[Given text]
The plan involves state incentives to encourage research, then providing resources to "turn new knowledge into a real product," as well as cross-fertilization of researchers, entrepreneurs and venture capitalists, Mr. Drakeman said.
Although New Jersey’s resources may be more modest than Pennsylvania’s or New York’s, the commission still recommends a significant investment of state funds, in the $300 million to $500 million realm, raised through a state bond issue, to further its goals, he said.
These funds would be used for such things as "entrepreneurial partnering plans," where the state would help match small companies with professors or researchers whose expertise could help them, as well as "technology fellowships," where the state would fund a year or two of post-doc study for talented young scientists in the hope that they would continue their professional careers in New Jersey thereafter, Mr. Drakeman said.
"We are also making investments in universities themselves," in order to get them to translate scientific research and breakthroughs into practical products and businesses, he said, adding, "Where the big money comes is in inventing new intellectual property."
Earlier, Mr. Drakeman described how huge an investment in time and money there is in creating such new intellectual property in the biotechnology realm, noting that it usually takes years for an idea to go from the research stage to a marketable product, with not every product even succeeding after this tortuous process.
He self-deprecatingly described his own company bearing these hurdles in mind. At Medarex, "we are now about 19 years old, closing in on about 80 unprofitable quarters in a row," he said. When Medarex was founded, "our goal was to cure cancer, and we said we were going to do that in three years. We still have that goal, we still say we are going to cure cancer in three years, but it is now a rolling deadline," Mr. Drakeman said.

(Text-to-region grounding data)
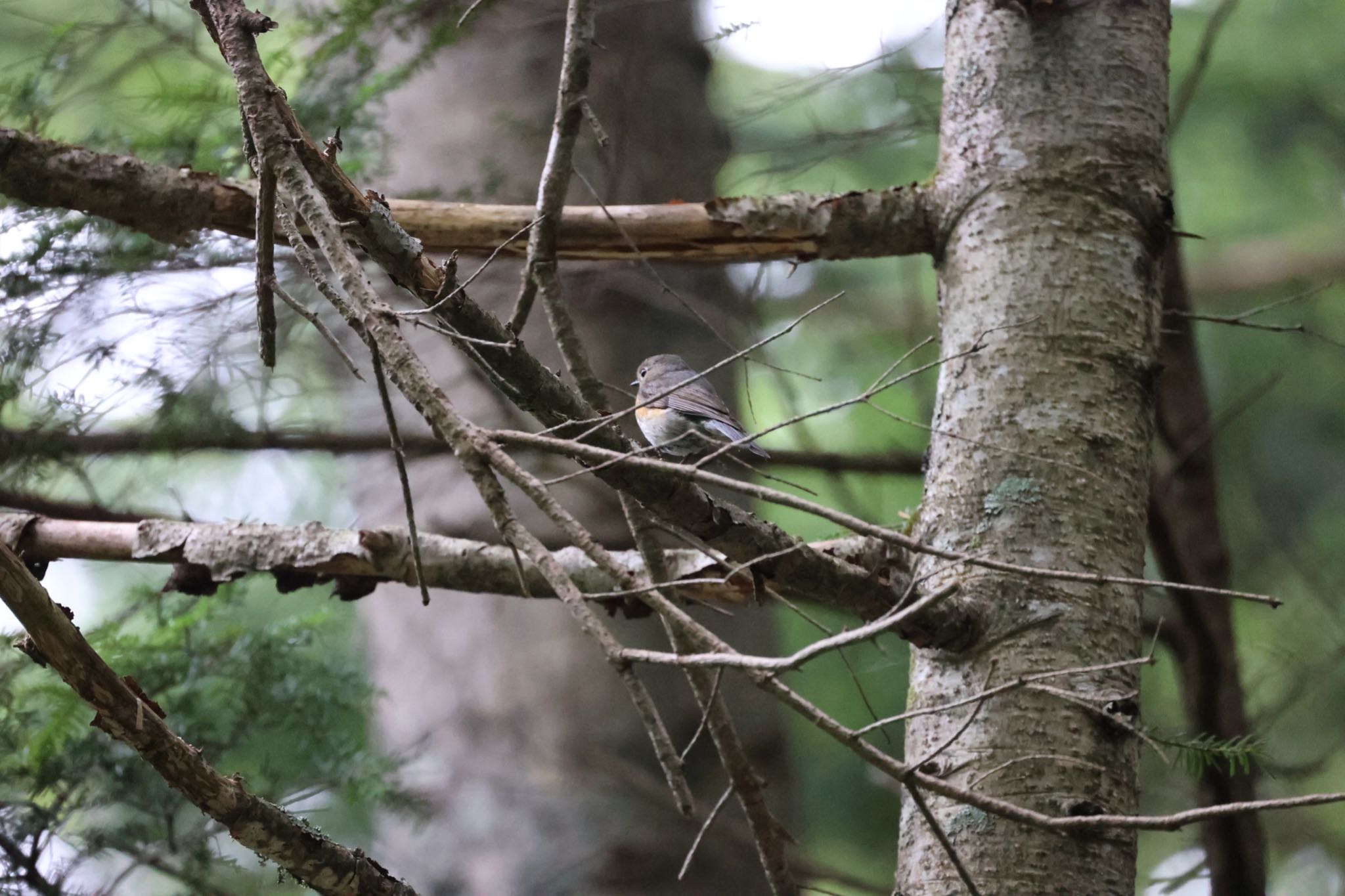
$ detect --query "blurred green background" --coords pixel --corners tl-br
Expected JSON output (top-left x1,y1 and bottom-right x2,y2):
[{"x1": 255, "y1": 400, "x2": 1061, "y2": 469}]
[{"x1": 0, "y1": 0, "x2": 1345, "y2": 896}]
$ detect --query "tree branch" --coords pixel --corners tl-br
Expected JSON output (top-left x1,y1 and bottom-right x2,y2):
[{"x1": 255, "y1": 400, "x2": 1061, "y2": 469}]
[
  {"x1": 0, "y1": 427, "x2": 923, "y2": 475},
  {"x1": 0, "y1": 127, "x2": 933, "y2": 263},
  {"x1": 0, "y1": 544, "x2": 416, "y2": 896},
  {"x1": 0, "y1": 513, "x2": 839, "y2": 606}
]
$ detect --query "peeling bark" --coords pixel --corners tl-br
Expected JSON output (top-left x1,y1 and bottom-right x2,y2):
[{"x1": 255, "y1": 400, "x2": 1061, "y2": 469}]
[
  {"x1": 0, "y1": 512, "x2": 884, "y2": 605},
  {"x1": 0, "y1": 127, "x2": 933, "y2": 263},
  {"x1": 897, "y1": 0, "x2": 1170, "y2": 896},
  {"x1": 0, "y1": 544, "x2": 416, "y2": 896}
]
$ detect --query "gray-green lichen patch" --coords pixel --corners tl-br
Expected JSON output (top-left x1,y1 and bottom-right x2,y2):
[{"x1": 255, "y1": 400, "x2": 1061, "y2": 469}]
[
  {"x1": 977, "y1": 475, "x2": 1042, "y2": 532},
  {"x1": 947, "y1": 806, "x2": 996, "y2": 837}
]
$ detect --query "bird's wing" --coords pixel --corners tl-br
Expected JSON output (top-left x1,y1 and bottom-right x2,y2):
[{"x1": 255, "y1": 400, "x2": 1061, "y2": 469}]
[{"x1": 663, "y1": 388, "x2": 747, "y2": 439}]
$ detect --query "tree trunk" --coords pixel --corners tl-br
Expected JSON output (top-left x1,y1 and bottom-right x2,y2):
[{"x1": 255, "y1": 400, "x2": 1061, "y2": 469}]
[
  {"x1": 357, "y1": 0, "x2": 779, "y2": 896},
  {"x1": 897, "y1": 0, "x2": 1170, "y2": 896}
]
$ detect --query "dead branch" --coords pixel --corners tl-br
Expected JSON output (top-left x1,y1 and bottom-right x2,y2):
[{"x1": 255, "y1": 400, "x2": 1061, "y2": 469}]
[
  {"x1": 0, "y1": 427, "x2": 923, "y2": 475},
  {"x1": 0, "y1": 127, "x2": 933, "y2": 263},
  {"x1": 0, "y1": 544, "x2": 416, "y2": 896},
  {"x1": 508, "y1": 0, "x2": 601, "y2": 333},
  {"x1": 0, "y1": 510, "x2": 818, "y2": 606}
]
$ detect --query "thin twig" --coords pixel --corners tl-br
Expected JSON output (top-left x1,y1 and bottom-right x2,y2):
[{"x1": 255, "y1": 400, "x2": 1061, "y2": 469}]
[
  {"x1": 574, "y1": 168, "x2": 818, "y2": 381},
  {"x1": 271, "y1": 278, "x2": 366, "y2": 381},
  {"x1": 856, "y1": 654, "x2": 1155, "y2": 736},
  {"x1": 1168, "y1": 0, "x2": 1237, "y2": 133},
  {"x1": 615, "y1": 494, "x2": 796, "y2": 896},
  {"x1": 678, "y1": 666, "x2": 724, "y2": 761},
  {"x1": 368, "y1": 341, "x2": 428, "y2": 607},
  {"x1": 507, "y1": 0, "x2": 597, "y2": 336},
  {"x1": 0, "y1": 544, "x2": 414, "y2": 896},
  {"x1": 676, "y1": 784, "x2": 733, "y2": 880},
  {"x1": 542, "y1": 290, "x2": 845, "y2": 440},
  {"x1": 621, "y1": 583, "x2": 959, "y2": 673},
  {"x1": 902, "y1": 780, "x2": 981, "y2": 896},
  {"x1": 257, "y1": 164, "x2": 276, "y2": 367},
  {"x1": 397, "y1": 216, "x2": 542, "y2": 318},
  {"x1": 488, "y1": 430, "x2": 1283, "y2": 607}
]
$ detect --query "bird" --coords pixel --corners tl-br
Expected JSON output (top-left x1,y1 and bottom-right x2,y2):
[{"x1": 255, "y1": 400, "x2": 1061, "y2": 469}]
[{"x1": 631, "y1": 354, "x2": 771, "y2": 457}]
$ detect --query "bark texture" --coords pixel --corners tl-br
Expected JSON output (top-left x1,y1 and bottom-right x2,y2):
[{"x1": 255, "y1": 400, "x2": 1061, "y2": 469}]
[
  {"x1": 0, "y1": 544, "x2": 416, "y2": 896},
  {"x1": 357, "y1": 1, "x2": 784, "y2": 896},
  {"x1": 897, "y1": 0, "x2": 1170, "y2": 896}
]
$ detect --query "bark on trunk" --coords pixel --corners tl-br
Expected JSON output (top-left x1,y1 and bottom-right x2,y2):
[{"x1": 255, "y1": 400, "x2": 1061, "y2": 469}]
[
  {"x1": 357, "y1": 0, "x2": 779, "y2": 896},
  {"x1": 897, "y1": 0, "x2": 1170, "y2": 896}
]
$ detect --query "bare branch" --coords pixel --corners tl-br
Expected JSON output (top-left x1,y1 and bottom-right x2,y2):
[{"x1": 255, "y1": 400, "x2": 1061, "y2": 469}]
[
  {"x1": 0, "y1": 544, "x2": 414, "y2": 896},
  {"x1": 489, "y1": 430, "x2": 1282, "y2": 607},
  {"x1": 271, "y1": 280, "x2": 364, "y2": 383},
  {"x1": 0, "y1": 510, "x2": 806, "y2": 606},
  {"x1": 0, "y1": 127, "x2": 933, "y2": 265},
  {"x1": 904, "y1": 780, "x2": 981, "y2": 896},
  {"x1": 0, "y1": 427, "x2": 923, "y2": 475},
  {"x1": 506, "y1": 0, "x2": 600, "y2": 335},
  {"x1": 368, "y1": 343, "x2": 430, "y2": 607},
  {"x1": 621, "y1": 583, "x2": 958, "y2": 673}
]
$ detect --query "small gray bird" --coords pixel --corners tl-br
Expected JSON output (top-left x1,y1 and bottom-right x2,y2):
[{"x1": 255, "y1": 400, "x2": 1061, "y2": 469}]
[{"x1": 631, "y1": 354, "x2": 771, "y2": 457}]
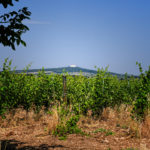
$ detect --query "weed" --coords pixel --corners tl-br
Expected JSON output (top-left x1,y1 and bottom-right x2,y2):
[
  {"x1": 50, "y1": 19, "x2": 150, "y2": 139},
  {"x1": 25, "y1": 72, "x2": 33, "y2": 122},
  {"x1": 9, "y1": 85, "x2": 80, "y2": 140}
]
[{"x1": 93, "y1": 128, "x2": 114, "y2": 136}]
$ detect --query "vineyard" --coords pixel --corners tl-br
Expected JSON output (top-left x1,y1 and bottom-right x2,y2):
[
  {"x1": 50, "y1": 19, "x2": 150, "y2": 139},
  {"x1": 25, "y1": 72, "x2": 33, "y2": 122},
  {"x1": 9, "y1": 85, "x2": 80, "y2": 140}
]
[{"x1": 0, "y1": 59, "x2": 150, "y2": 149}]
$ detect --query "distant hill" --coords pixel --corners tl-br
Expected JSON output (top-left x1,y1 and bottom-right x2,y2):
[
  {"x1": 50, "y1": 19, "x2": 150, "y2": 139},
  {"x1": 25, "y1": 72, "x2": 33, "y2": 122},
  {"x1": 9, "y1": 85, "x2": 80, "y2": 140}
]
[{"x1": 16, "y1": 67, "x2": 137, "y2": 78}]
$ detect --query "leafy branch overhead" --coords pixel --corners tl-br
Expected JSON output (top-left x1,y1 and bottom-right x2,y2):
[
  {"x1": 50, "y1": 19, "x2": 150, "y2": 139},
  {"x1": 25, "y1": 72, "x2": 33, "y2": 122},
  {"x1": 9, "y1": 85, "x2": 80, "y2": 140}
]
[
  {"x1": 0, "y1": 0, "x2": 19, "y2": 8},
  {"x1": 0, "y1": 0, "x2": 31, "y2": 50}
]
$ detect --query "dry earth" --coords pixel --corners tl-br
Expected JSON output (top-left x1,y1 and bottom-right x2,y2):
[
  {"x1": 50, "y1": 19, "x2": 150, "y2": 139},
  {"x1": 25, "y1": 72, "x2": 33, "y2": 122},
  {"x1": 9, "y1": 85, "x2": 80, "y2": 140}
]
[{"x1": 0, "y1": 108, "x2": 150, "y2": 150}]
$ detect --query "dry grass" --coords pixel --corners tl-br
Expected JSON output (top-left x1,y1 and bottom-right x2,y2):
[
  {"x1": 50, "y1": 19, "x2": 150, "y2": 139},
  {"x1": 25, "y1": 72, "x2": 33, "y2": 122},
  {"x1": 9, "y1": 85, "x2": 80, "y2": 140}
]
[{"x1": 0, "y1": 105, "x2": 150, "y2": 150}]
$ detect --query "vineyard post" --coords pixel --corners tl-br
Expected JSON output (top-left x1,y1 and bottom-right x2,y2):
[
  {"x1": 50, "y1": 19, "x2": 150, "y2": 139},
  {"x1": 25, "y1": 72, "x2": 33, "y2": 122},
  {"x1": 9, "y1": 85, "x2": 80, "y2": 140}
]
[{"x1": 63, "y1": 75, "x2": 67, "y2": 102}]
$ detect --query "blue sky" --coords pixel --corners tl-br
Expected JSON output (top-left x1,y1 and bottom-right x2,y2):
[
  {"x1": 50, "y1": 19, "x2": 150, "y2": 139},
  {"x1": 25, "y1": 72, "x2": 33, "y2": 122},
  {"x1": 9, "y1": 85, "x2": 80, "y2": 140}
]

[Problems to work on]
**1)** Turn the paragraph beginning "These funds would be used" from the passage on New Jersey's research funding plan into a short bulleted list that keeps its main facts.
**2)** Carry the passage on New Jersey's research funding plan forward from its last sentence.
The data are separate material and have no connection to the passage.

[Replies]
**1)**
According to Mr. Drakeman, the funds would pay for:
- "Entrepreneurial partnering plans," in which the state would help match small companies with professors or researchers whose expertise could help them.
- "Technology fellowships," in which the state would fund a year or two of post-doc study for talented young scientists, hoping they would then continue their careers in New Jersey.

**2)**
"One thing about creativity, about new ideas, is that most of them don’t work," Mr. Drakeman said. "We’ve got a term for them at Medarex, we call them ‘shots on goal,’" with the assumption that you’ve got to take a lot of shots on goal before one goes in, he said. Many people, and companies, will try a new idea and if it doesn’t work they will go back to old ideas, he said.
But creative ideas and efforts, even unsuccessful ones, have to be encouraged, even rewarded. Mr. Drakeman told the Princeton chamber members to "pin a medal on somebody who took those risks, even when they turned out to be wrong."
Mr. Drakeman said a cultural change among area investors, venture capitalists and other interested parties, closer to what exists on the West Coast in Silicon Valley, would also help foster an environment which would encourage high technology startups.
"There is a very high tolerance for trying and failing in California," he said, with people able to continue to obtain backing for a good high-tech entrepreneurial idea even after multiple previous failures, something that is not the case back east, he said.
Asked whether he thought New Jersey missed an opportunity to create a single, large state-funded academic research system when an effort to merge all the state universities failed, Mr. Drakeman said the specific circumstances were too complicated to go into but the merger effort had been an attempt to gain more federal grant funding for academic research.
"New Jersey has not competed as effectively for federal grant funding as it should," he said. Merging the state university system was an idea to remedy that, but it failed. Going back to his earlier theme, Mr. Drakeman said "ideas that fail are just fine, but we’ve got to come up with idea two and idea three," to get more federal funding, rather than dwell on the failed merger idea.
In general, "we can do a lot in the very short term by just getting people together and providing a little bit of money," Mr. Drakeman said. But for the long term a much more concerted effort, involving significantly more funding, will be needed. However, "if we do these things, high tech jobs and the economy that comes with them will become a part of the future of New Jersey," Mr. Drakeman concluded.